• _Source records_
+++
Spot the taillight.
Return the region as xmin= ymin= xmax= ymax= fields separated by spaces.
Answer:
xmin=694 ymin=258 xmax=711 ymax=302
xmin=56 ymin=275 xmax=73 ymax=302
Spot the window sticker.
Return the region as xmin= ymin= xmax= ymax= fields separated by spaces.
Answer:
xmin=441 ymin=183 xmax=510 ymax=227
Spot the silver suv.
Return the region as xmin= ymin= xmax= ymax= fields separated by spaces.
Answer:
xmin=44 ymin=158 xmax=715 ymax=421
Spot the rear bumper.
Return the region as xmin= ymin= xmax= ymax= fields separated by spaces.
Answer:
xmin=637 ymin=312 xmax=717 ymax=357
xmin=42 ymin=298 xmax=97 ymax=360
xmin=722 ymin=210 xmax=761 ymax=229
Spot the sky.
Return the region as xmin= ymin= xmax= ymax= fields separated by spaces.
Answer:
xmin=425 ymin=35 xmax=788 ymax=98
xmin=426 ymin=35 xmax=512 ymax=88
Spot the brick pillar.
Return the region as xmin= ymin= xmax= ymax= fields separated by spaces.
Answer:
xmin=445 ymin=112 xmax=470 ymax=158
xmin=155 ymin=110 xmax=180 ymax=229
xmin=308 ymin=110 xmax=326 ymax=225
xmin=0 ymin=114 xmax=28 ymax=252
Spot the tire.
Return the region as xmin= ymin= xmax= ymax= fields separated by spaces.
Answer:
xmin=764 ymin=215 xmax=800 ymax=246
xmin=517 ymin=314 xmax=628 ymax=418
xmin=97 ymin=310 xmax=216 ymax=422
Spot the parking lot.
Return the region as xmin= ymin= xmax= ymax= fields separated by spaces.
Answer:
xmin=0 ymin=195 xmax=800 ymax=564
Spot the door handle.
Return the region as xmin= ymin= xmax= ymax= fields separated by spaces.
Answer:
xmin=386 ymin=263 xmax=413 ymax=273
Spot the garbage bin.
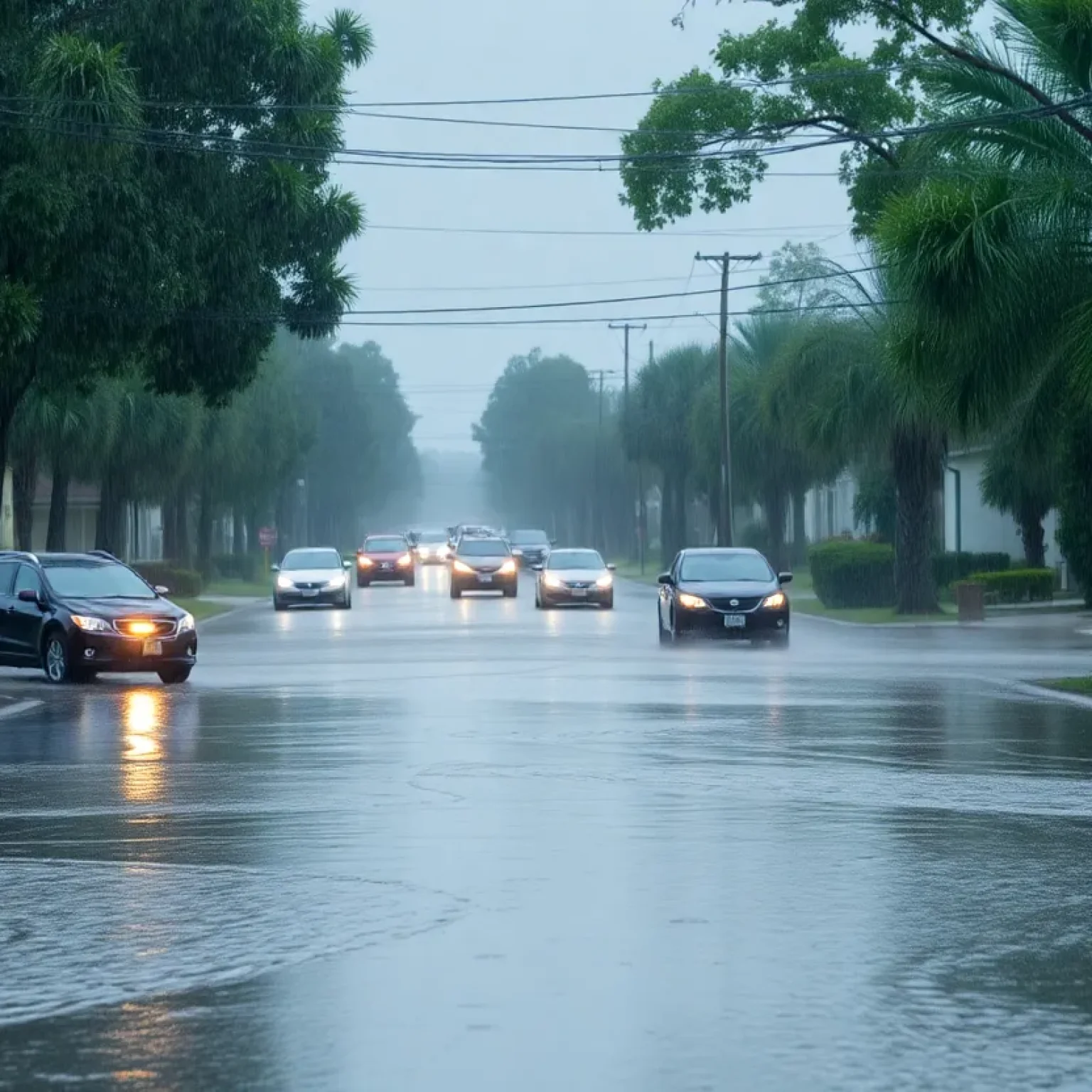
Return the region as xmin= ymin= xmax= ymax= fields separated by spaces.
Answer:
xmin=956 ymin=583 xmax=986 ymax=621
+++
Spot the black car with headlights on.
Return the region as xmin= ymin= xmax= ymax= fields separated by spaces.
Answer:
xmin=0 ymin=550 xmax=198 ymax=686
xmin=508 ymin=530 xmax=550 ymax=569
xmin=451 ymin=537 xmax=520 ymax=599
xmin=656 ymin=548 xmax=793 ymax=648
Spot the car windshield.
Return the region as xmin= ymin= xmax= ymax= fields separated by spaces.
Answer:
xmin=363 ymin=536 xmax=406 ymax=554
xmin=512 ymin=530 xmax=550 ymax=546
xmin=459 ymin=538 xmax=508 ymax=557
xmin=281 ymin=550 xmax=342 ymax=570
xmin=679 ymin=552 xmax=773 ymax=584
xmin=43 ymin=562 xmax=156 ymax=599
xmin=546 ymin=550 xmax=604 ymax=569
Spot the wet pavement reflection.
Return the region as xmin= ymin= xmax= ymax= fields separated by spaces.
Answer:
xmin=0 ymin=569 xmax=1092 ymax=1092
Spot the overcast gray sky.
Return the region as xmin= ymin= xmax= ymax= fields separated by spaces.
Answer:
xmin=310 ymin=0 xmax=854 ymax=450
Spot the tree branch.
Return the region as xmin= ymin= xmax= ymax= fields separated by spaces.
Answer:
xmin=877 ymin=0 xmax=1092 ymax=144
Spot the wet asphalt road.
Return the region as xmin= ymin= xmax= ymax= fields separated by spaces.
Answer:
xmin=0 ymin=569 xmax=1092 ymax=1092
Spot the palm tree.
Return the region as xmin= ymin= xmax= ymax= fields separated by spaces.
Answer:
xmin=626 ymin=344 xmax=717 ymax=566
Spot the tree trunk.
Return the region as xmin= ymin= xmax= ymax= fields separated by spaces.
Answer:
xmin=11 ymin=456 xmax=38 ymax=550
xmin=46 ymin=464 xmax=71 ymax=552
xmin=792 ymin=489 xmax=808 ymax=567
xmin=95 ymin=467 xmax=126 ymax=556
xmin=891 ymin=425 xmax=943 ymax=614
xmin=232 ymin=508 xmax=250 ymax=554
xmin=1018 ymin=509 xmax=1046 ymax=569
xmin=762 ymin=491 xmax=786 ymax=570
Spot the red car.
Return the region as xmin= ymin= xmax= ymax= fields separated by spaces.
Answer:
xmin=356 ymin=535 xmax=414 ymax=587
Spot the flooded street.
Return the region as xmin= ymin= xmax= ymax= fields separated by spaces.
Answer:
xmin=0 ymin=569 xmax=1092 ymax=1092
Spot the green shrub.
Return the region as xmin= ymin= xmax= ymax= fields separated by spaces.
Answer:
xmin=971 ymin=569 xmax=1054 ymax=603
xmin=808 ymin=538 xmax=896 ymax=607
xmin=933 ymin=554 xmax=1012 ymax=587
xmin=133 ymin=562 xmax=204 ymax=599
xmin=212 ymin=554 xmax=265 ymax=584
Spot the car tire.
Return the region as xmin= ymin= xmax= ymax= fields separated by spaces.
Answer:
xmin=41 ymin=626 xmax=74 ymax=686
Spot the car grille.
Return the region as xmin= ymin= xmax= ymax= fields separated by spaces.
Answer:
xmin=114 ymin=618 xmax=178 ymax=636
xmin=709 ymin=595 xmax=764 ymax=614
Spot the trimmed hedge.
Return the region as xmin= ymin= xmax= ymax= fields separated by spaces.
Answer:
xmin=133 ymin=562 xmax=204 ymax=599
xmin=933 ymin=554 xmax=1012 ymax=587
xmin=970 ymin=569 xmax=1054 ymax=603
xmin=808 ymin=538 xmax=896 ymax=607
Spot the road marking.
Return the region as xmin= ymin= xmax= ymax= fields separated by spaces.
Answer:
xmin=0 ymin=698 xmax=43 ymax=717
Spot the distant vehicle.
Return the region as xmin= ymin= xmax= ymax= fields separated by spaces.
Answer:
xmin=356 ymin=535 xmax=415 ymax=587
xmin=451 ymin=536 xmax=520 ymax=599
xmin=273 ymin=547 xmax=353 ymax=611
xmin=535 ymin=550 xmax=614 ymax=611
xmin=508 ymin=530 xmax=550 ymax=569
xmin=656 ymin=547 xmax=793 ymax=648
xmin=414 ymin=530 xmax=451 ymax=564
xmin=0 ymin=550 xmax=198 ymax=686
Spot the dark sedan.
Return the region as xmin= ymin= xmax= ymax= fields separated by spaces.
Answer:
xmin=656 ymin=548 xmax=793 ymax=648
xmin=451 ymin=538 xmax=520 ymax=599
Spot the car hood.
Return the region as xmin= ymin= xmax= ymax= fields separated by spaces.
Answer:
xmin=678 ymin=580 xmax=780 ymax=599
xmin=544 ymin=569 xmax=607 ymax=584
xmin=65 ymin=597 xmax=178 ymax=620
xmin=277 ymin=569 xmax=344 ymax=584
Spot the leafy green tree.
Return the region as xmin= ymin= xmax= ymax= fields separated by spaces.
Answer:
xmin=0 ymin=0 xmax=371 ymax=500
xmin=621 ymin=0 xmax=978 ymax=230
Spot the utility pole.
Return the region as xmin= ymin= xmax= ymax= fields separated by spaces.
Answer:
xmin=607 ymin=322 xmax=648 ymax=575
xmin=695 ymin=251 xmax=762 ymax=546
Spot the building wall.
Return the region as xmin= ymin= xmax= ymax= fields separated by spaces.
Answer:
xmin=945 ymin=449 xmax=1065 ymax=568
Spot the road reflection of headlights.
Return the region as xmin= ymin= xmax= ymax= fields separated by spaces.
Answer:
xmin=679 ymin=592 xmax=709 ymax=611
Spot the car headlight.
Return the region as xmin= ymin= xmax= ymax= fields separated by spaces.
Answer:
+++
Give the lines above as a numbered list, from the line with "Spot the taillight." up to and including the line with "xmin=722 ymin=210 xmax=761 ymax=229", skipping any blank lines.

• _Answer to the exercise_
1. Spot the taillight.
2. Return the region as xmin= ymin= xmax= ymax= fields separated by spaces.
3. Answer:
4. xmin=694 ymin=258 xmax=711 ymax=302
5. xmin=56 ymin=275 xmax=73 ymax=302
6. Spot the window sticker.
7. Return the region as xmin= ymin= xmax= ymax= fields separated by spaces.
8. Answer:
9. xmin=441 ymin=183 xmax=510 ymax=227
10. Spot the silver suv.
11. Return the region as xmin= ymin= xmax= ymax= fields separated by spaces.
12. Answer:
13. xmin=44 ymin=158 xmax=715 ymax=421
14. Spot the rear bumper.
15. Return the region as xmin= ymin= xmax= ymax= fields separated by spaces.
16. Answer:
17. xmin=637 ymin=312 xmax=717 ymax=357
18. xmin=42 ymin=298 xmax=97 ymax=360
19. xmin=722 ymin=210 xmax=761 ymax=229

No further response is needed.